> _Working data_

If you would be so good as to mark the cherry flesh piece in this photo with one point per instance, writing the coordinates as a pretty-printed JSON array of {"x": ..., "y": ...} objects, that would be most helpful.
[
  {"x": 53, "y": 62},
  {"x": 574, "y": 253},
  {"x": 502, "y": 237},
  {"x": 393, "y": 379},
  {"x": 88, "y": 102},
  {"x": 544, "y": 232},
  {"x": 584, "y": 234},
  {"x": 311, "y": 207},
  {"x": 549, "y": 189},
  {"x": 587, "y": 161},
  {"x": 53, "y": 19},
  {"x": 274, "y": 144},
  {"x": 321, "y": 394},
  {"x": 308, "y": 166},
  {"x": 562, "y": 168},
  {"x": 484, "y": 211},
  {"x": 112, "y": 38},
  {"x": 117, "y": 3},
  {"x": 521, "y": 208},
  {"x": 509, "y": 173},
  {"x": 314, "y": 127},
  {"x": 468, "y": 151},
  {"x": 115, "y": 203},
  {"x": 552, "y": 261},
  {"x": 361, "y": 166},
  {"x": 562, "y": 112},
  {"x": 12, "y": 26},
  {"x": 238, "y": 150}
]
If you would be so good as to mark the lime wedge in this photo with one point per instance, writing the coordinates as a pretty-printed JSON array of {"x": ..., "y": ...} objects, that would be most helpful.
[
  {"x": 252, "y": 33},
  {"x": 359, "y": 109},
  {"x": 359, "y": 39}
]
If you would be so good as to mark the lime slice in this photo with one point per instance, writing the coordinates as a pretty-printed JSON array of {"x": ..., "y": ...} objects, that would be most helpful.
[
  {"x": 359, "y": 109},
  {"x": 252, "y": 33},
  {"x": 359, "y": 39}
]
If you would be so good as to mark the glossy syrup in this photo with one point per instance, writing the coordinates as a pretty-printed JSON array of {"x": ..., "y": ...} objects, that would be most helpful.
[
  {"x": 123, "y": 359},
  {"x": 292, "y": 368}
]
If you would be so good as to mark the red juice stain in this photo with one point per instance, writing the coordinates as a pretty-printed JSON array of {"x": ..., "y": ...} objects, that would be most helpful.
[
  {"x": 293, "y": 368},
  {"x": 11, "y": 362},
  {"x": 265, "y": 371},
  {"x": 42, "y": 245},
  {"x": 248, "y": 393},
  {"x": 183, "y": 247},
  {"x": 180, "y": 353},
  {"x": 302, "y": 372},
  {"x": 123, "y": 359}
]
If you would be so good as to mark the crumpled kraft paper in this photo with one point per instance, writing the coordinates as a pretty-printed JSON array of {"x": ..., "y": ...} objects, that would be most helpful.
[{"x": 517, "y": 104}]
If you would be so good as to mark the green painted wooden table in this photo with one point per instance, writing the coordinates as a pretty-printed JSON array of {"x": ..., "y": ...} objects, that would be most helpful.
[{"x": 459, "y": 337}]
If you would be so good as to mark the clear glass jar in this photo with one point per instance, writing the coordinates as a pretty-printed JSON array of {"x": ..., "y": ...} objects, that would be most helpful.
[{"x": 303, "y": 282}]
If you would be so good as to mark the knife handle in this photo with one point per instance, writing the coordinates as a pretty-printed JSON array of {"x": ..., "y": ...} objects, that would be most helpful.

> _Work item_
Repeat the data in its entirety, word for word.

> _Answer to this exercise_
If you would be so good as to mark the cherry flesh piece in this photo with one point per instance, writing the coordinates as a pretty-printed JSON array of {"x": ..., "y": ...} objects, that would be most helpful.
[
  {"x": 53, "y": 62},
  {"x": 574, "y": 253},
  {"x": 502, "y": 237},
  {"x": 393, "y": 379},
  {"x": 88, "y": 102},
  {"x": 544, "y": 232},
  {"x": 584, "y": 234},
  {"x": 311, "y": 207},
  {"x": 549, "y": 189},
  {"x": 587, "y": 161},
  {"x": 53, "y": 19},
  {"x": 274, "y": 144},
  {"x": 321, "y": 394},
  {"x": 308, "y": 166},
  {"x": 562, "y": 168},
  {"x": 484, "y": 211},
  {"x": 112, "y": 38},
  {"x": 117, "y": 3},
  {"x": 521, "y": 208},
  {"x": 509, "y": 173},
  {"x": 314, "y": 127},
  {"x": 468, "y": 151},
  {"x": 115, "y": 203},
  {"x": 552, "y": 261},
  {"x": 361, "y": 166},
  {"x": 562, "y": 112},
  {"x": 12, "y": 26},
  {"x": 238, "y": 150}
]
If you would be so good as to mark the lime wedge in this photo with one point per instance, writing the coordinates as a pretty-printed JSON array of {"x": ..., "y": ...} objects, that would be most helpful.
[
  {"x": 252, "y": 33},
  {"x": 359, "y": 109},
  {"x": 359, "y": 39}
]
If you would be so good as to mark the lime slice in this photo with one point per instance, writing the coordinates as a pretty-printed JSON array of {"x": ..., "y": ...} objects, that would be most helpful.
[
  {"x": 359, "y": 109},
  {"x": 252, "y": 33},
  {"x": 359, "y": 39}
]
If you would be so good as to mark the glossy syrup in this photo with one point per instance, writing the coordinates as a pretty-printed JSON array of {"x": ..., "y": ...} objects, that would be most helpful.
[
  {"x": 123, "y": 359},
  {"x": 292, "y": 368}
]
If you would be so good as to mark the red juice stain in this photo with one point per instance, writing the coordinates as a pretty-printed JSON array of {"x": ..., "y": ...} objects, that would be most helpful.
[
  {"x": 293, "y": 368},
  {"x": 11, "y": 362},
  {"x": 265, "y": 371},
  {"x": 42, "y": 245},
  {"x": 248, "y": 393},
  {"x": 183, "y": 247},
  {"x": 180, "y": 353},
  {"x": 302, "y": 372},
  {"x": 123, "y": 359}
]
If you would be so good as to mark the crumpled kraft paper in this photo with one point per instance, writing the coordinates as a pretty-printed JSON array of {"x": ..., "y": ...} objects, that would be most helpful.
[{"x": 517, "y": 104}]
If you would be so good as to mark the green painted wooden table in this photo with one point per instance, writing the coordinates as a pretty-printed JSON array of {"x": ..., "y": ...} objects, that would be most helpful.
[{"x": 459, "y": 337}]
If you would be so good as to mark the clear glass jar in this photo with one point per instance, writing the coordinates as a pretty-printed JSON array of {"x": ..., "y": ...} objects, that would be most helpful.
[{"x": 303, "y": 282}]
If you would be so good as to mark the knife handle in this photo with one point per instance, writing the coordinates as a pretty-printed JSON array of {"x": ..., "y": ...} objects, that would be most helpful.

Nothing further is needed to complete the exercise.